Description of the task:
Swap "drill" for "exercise" in the part that opens with the line containing "y=291, one point per instance." and closes with the line containing "x=402, y=127". Write out only those lines, with nothing else changed.

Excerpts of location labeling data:
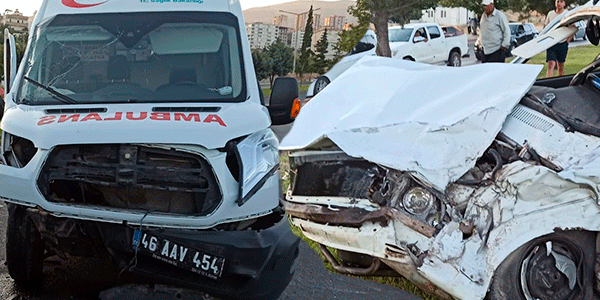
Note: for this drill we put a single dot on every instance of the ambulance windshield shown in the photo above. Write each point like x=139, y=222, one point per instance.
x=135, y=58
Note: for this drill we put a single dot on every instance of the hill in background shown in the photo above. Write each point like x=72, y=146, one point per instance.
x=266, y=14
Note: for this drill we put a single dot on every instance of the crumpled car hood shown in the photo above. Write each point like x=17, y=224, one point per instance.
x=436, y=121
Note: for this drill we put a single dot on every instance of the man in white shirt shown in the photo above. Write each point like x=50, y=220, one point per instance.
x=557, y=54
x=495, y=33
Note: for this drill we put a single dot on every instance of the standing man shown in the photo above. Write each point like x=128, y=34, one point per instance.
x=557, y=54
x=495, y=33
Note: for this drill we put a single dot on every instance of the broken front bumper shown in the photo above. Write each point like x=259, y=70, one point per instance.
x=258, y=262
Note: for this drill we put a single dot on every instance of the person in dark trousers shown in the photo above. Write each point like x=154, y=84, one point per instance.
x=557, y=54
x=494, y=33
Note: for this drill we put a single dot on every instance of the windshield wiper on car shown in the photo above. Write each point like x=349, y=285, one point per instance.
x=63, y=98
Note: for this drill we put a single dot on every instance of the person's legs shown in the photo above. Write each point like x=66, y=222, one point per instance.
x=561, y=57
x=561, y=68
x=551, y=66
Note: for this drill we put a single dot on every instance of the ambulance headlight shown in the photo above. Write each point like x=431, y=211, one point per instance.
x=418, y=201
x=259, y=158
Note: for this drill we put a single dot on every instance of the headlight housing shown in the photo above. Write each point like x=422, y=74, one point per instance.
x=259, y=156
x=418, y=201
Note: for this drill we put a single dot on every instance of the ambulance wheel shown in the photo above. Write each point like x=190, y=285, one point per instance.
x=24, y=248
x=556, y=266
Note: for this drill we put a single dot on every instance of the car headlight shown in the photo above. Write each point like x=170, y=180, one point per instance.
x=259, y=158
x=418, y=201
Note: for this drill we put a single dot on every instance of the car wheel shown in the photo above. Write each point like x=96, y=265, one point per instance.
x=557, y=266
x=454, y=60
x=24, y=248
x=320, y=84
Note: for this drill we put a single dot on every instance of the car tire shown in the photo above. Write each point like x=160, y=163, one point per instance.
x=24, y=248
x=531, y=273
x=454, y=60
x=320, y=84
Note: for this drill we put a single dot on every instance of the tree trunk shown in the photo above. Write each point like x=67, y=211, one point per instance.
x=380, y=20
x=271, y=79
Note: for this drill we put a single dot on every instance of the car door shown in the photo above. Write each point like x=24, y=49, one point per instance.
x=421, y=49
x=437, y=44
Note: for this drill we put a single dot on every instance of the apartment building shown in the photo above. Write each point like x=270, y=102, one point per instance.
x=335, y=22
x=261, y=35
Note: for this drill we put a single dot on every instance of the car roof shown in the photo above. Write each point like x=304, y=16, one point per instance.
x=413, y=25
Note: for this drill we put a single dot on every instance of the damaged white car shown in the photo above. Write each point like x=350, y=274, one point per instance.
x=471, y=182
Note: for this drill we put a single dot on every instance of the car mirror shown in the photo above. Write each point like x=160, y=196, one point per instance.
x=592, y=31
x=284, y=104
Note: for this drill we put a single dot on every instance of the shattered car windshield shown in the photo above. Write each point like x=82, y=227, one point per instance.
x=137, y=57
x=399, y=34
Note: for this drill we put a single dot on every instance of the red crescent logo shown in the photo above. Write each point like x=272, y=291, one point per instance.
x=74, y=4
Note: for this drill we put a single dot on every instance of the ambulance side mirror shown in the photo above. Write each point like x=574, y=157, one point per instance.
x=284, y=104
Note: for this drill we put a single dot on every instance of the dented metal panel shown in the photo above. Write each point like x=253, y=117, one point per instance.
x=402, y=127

--

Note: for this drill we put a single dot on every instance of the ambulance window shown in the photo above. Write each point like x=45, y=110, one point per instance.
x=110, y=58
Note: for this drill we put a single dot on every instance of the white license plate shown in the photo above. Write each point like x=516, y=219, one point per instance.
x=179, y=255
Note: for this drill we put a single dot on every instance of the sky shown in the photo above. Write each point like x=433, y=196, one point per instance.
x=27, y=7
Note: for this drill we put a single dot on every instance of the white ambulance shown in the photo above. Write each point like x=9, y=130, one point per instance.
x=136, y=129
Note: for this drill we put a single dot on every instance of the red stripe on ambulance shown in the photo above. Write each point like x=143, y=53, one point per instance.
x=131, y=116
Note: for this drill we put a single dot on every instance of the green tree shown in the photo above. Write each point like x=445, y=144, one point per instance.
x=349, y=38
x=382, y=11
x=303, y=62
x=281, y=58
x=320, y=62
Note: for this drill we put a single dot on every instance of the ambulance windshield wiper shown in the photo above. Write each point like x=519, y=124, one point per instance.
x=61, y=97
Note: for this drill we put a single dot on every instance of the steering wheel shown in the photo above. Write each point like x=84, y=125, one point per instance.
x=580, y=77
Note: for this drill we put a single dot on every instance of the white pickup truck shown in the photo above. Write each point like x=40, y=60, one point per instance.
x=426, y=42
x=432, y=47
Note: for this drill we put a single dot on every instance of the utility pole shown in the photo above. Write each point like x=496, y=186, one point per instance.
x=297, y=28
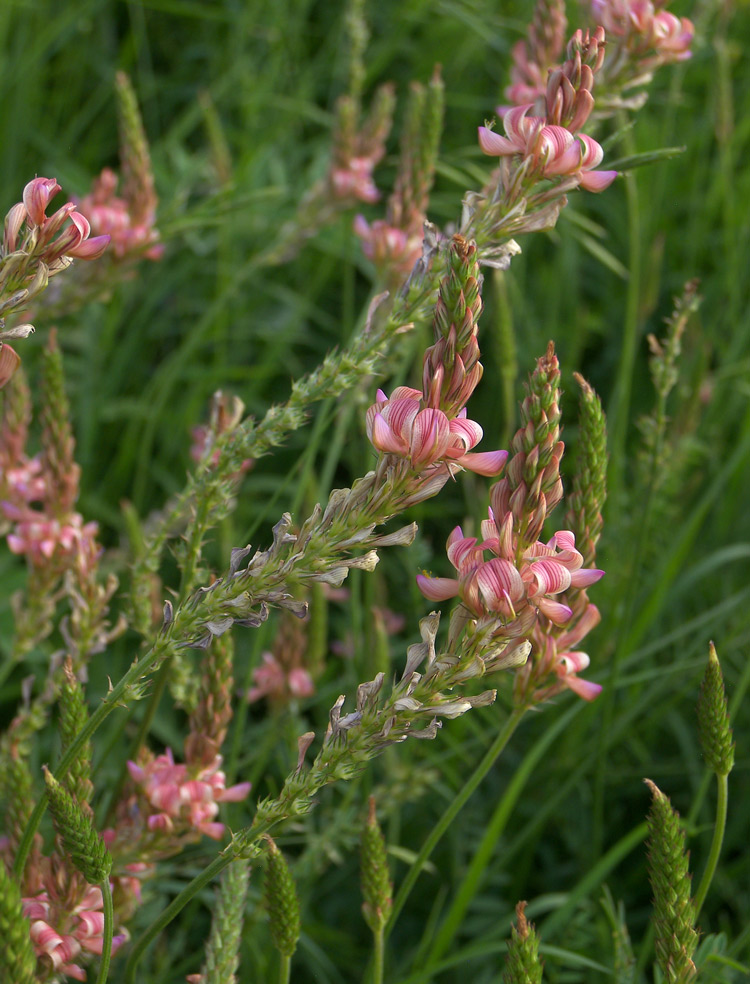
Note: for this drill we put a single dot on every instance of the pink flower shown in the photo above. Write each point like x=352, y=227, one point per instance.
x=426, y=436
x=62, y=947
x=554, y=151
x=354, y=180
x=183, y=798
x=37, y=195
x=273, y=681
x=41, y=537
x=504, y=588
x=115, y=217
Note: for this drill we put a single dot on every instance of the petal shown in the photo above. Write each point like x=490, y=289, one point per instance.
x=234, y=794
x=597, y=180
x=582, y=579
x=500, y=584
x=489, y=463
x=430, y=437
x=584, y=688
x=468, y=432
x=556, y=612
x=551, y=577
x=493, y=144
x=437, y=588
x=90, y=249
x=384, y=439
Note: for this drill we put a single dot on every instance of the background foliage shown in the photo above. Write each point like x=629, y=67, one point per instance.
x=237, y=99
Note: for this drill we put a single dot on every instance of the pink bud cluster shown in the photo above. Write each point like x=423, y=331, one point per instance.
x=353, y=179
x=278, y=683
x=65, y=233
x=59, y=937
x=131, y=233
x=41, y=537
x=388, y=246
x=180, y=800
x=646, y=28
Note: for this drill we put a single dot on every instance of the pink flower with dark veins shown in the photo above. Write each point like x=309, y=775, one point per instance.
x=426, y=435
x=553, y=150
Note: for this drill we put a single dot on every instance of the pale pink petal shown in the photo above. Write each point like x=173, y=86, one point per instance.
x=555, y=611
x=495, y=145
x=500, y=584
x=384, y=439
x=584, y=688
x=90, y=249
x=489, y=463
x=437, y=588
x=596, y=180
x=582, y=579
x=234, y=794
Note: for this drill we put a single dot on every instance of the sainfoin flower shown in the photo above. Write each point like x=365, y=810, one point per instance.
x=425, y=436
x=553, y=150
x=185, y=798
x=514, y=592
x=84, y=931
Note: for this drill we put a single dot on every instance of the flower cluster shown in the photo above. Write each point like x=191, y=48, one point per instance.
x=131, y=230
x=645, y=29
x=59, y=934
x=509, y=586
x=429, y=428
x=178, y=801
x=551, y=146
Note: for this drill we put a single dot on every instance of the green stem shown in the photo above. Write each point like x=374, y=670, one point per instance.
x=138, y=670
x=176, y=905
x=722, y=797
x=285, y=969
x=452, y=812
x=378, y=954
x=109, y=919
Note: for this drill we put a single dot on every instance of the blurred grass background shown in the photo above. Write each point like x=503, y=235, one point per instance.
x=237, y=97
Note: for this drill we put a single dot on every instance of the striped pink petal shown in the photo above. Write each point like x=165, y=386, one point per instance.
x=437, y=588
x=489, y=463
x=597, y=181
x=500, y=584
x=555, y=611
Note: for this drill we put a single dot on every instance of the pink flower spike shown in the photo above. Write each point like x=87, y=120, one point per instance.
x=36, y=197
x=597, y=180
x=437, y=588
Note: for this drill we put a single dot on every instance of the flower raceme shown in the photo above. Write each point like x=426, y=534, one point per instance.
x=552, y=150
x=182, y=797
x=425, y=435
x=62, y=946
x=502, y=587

Task response:
Note: for this exercise we put a single dot on every instance of the red crescent logo shown in the photo above. Write each point like x=272, y=291, one point per instance.
x=74, y=4
Note: for this exercise we put a single dot on every instance of the ambulance side mirror shown in the photo above. Write each point like x=574, y=157, one point per instance.
x=284, y=104
Note: for this exercise we put a single dot on every instance of the dented metal panel shown in the photo above. Write each point like x=253, y=117, one point per instance.
x=402, y=127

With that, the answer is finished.